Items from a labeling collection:
-=-=-

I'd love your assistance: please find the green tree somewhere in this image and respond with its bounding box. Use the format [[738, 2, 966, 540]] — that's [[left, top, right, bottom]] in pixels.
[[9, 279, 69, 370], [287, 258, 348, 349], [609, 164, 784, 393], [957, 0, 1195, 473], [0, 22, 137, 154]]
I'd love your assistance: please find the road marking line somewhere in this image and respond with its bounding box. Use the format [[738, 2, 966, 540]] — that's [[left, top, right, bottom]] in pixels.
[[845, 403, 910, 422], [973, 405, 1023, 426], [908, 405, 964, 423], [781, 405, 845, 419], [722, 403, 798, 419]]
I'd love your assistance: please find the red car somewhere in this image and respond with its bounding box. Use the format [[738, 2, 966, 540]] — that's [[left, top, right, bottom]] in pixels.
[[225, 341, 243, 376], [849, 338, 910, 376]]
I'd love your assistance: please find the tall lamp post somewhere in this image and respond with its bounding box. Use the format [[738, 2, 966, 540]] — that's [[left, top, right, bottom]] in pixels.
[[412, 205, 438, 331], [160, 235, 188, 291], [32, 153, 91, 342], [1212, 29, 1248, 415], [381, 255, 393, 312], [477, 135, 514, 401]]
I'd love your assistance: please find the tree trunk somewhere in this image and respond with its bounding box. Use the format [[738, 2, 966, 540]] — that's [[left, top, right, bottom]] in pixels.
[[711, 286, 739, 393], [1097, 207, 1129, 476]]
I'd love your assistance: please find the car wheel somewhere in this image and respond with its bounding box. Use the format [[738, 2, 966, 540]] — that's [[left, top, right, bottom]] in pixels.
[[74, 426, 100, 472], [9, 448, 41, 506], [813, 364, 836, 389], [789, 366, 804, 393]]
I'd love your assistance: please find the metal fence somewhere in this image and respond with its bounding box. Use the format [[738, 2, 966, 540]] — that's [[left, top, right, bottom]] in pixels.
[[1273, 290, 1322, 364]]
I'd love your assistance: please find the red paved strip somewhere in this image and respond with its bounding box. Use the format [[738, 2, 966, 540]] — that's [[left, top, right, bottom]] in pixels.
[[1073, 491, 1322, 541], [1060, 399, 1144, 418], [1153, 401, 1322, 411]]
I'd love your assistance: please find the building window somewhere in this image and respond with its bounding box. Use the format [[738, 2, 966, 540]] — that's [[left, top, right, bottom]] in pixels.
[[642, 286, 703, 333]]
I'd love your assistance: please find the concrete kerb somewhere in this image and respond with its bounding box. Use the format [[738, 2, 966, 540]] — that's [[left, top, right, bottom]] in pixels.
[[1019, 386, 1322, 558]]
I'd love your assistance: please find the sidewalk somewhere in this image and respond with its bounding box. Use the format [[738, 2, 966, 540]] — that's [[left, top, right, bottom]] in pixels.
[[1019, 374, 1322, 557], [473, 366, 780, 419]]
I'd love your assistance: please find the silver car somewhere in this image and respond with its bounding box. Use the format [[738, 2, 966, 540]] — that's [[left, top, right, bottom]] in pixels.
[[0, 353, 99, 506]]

-=-=-

Your instructions:
Retype every line of the material above verbatim.

Worked solution:
I'd love your assistance: please find the green tree somewhere in this image and respond with its bounding box. Use the format [[738, 2, 966, 540]] — that's [[left, top, right, bottom]] in pixels.
[[9, 279, 69, 370], [287, 258, 348, 349], [609, 164, 784, 393], [957, 0, 1195, 473], [0, 22, 137, 154]]
I'd love your assistance: please find the road marking line somewhere in this image and respond with its bounding box. Use the format [[738, 2, 966, 540]] — that's [[left, top, right, bottom]] in pixels.
[[845, 403, 910, 422], [973, 405, 1023, 426], [908, 405, 964, 423], [781, 405, 845, 419], [722, 403, 798, 419]]
I'd love your assistance: please find the red car somewhere in this image and respond with its bounding box. Use the format [[738, 2, 966, 540]] — that's [[left, top, right, bottom]] in pixels.
[[225, 341, 243, 376], [849, 338, 910, 376]]
I'd love your assistance: please find the tall lamp post somewhere in this image and respond with its bounding box. Use the format [[738, 2, 966, 540]] — that's [[left, top, right, bottom]] in pixels.
[[412, 205, 438, 331], [160, 235, 188, 291], [32, 153, 91, 342], [1212, 29, 1248, 415], [381, 255, 393, 312], [477, 135, 514, 401]]
I'd love your assistance: please find the tree trunk somewhere in this image and respond with its bounding box. Use the format [[738, 2, 966, 540]] — that's [[left, top, right, bottom]] in pixels.
[[711, 286, 739, 393], [1097, 207, 1129, 476]]
I'd love your assistance: please find the car wheel somewhere in this image and respond with its bounding box. Use the format [[738, 2, 966, 540]] — that's [[left, top, right, bottom]] in pixels.
[[74, 426, 100, 472], [9, 448, 41, 506], [813, 364, 836, 389], [789, 366, 804, 393]]
I'd love your assistance: please find the metal fence somewhere in this image and respond with its bounding box. Use the format [[738, 2, 966, 540]] — that's [[left, top, right, bottom]] in pixels.
[[1273, 290, 1322, 364]]
I'd love your assistance: please find the red paved strip somewhere in this image and respond with its bounding box. Use the format [[738, 2, 966, 540]] — that's [[left, top, right, bottom]] in pixels.
[[1073, 491, 1322, 541], [1060, 399, 1144, 418], [1153, 401, 1322, 411]]
I'd love your assistance: please find the building window somewhere in this image and respond with its bounding box. Use the format [[738, 2, 966, 540]] — that's [[left, top, right, bottom]] in pixels.
[[642, 286, 703, 333]]
I'd love your assistance: please find the concrete kerb somewhere in this image and respond with its bounding box. Use the format [[738, 2, 966, 540]] — that's [[left, top, right, bottom]] in pixels.
[[1019, 386, 1322, 558]]
I'd love your assistance: please find the sidewalk somewhere in this image and respond with its bounding box. Use the format [[738, 2, 966, 540]] — that's [[left, top, right, bottom]] in pixels.
[[1019, 374, 1322, 557], [473, 366, 780, 419]]
I'd love your assistance: please find the silver car somewhere in this image and respond with its bounding box. Use the format [[738, 2, 966, 540]] — that's [[left, top, right, bottom]] in pixels.
[[0, 353, 99, 506]]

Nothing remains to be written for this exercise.